:: Source data

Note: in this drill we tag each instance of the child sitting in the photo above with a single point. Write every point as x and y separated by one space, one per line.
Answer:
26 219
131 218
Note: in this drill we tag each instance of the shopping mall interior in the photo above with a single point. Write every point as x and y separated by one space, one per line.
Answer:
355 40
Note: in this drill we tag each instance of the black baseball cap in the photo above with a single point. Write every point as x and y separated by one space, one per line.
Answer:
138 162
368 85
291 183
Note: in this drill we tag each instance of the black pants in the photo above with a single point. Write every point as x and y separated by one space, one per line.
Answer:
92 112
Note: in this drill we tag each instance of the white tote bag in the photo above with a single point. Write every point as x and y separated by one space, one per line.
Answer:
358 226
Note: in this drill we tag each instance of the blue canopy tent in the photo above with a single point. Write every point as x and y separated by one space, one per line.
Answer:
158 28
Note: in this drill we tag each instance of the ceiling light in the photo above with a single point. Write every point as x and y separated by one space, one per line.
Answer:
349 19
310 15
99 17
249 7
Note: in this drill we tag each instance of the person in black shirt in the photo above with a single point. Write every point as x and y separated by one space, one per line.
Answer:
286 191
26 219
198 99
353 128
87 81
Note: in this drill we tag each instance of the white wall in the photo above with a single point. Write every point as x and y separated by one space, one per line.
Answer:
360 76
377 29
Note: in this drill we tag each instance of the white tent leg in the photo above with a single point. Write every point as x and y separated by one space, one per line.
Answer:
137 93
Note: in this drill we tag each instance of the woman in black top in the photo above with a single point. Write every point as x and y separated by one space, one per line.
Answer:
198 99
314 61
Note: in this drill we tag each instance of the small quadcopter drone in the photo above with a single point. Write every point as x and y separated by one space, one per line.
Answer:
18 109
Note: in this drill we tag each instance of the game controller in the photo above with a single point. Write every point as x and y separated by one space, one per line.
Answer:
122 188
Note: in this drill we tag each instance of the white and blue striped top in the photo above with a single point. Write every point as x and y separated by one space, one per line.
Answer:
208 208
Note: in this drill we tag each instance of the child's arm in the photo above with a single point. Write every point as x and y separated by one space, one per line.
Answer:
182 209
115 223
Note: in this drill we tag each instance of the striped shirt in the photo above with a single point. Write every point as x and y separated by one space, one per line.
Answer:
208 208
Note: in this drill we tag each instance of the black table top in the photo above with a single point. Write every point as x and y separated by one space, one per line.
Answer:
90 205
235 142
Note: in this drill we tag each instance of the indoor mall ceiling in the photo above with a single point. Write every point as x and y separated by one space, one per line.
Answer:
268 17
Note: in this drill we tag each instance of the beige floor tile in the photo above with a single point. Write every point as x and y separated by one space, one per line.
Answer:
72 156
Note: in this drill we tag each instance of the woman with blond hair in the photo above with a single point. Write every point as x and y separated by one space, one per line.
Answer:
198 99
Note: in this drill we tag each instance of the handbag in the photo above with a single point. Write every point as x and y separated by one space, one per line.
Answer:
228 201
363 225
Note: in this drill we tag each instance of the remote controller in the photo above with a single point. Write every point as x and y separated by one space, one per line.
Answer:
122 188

::::

**Set problem**
Rewrite all the entries, changing "in this drill" to "in this exercise" everywhere and leaving everything else as it is.

**The solution**
Note: in this exercise we tag each instance of the child sitting in the photo above with a single point. Write every point as x and y separated by one space, one per line.
Answer:
26 219
131 218
Note: in this exercise we tag each instance of the shopping mall interior in the photo above with a single point. Write every point as x and y separated by one space, one per line.
Answer:
355 40
Note: in this exercise we tag each instance of the black baseball cap in the photo above with a single point. Write every point as x and y separated by one space, one per line.
Answer:
138 162
368 85
291 183
Note: in this exercise we tag each instance of the black pants in the photo above with a single point. Write every point as x and y separated by one space, one per line.
Answer:
92 112
Note: in this exercise we tag each instance of the white tote bag in the photo above with a single point. Write every point as x and y separated by one space, one per line.
Answer:
358 226
Note: in this exercise we tag each instance of the blue canopy tent in the photo above with a single point. Write every point as x and y separated by one space, one per line.
Answer:
158 28
Note: in this exercise we tag each instance of the ceiling light in the photo above with a single point. Write every point as x and y separated by one space, one per line.
Answer:
349 19
310 15
99 17
249 7
Note: in this exercise we tag each instance of the person in black shirt in the photo above with a single point. Write every point as x and y separated by one space, one per line.
Answer:
286 191
26 219
198 99
353 128
87 81
Note: in this exercise we tag each instance of the white wall in the photo above with a single point. Write every point as x and y separated by one space, one per line.
Answer:
360 76
377 29
Note: in this exercise we tag each instance of the white tent leg in the photo above with a single point. Write every point as x and y separated by one space, one per line.
Answer:
137 93
Note: in this exercise we tag each instance of the woman in black top in the photo above with a single point. Write every point as x and y separated by one space, one per line.
Answer:
198 99
314 61
Note: in this exercise we tag each instance of the small quadcopter drone in the photo above with a single point. Write every point as x and y separated by one space, one per line.
Answer:
18 109
Note: in this exercise we tag each instance of the game controller in the photo above with a single point. Write every point as x and y separated by one space, one per line.
Answer:
122 188
Note: in this exercise we tag each instance of the white and blue striped top in the photo above with a single point. Write every point as x and y separated by one space, one per line.
Answer:
208 208
Note: in this exercise we tag each instance of the child's arm in the photo above with a single point. Write every point as x and y separated by one space, one per line.
Answer:
182 209
115 223
Note: in this exercise we tag each instance of the striped shirt in the photo above with a single point. Write every point as x and y separated by one space, one per line.
Answer:
208 208
Note: in this exercise we tag each instance of the black table top in the photo above with a single point. Write every point as x and y separated by one space, one per line.
Answer:
90 205
235 142
Note: in this exercise we tag each instance of the indoor mall ceiling in the photo above with a single point. Write every point as x and y separated by one space, one per line.
Answer:
268 17
Note: in this exercise we tag each instance of the beige floor tile in the photo above with a single point. Write every point as x and y separated by one space, one per line.
Answer:
72 156
Note: in this exercise we tag each instance of the woman with blond hair in the photo above with a single point. Write every point as x and y separated by one space, one per line.
Answer:
198 99
Note: in this exercise we tag each instance of the handbag in the photo above with a single point. Write every point as x and y separated by one space, one per line.
Answer:
228 201
363 225
Note: in this exercise we tag each instance of the remote controller in the photo above with a single point. Write every point as x and y separated by one space, one per line.
Answer:
122 188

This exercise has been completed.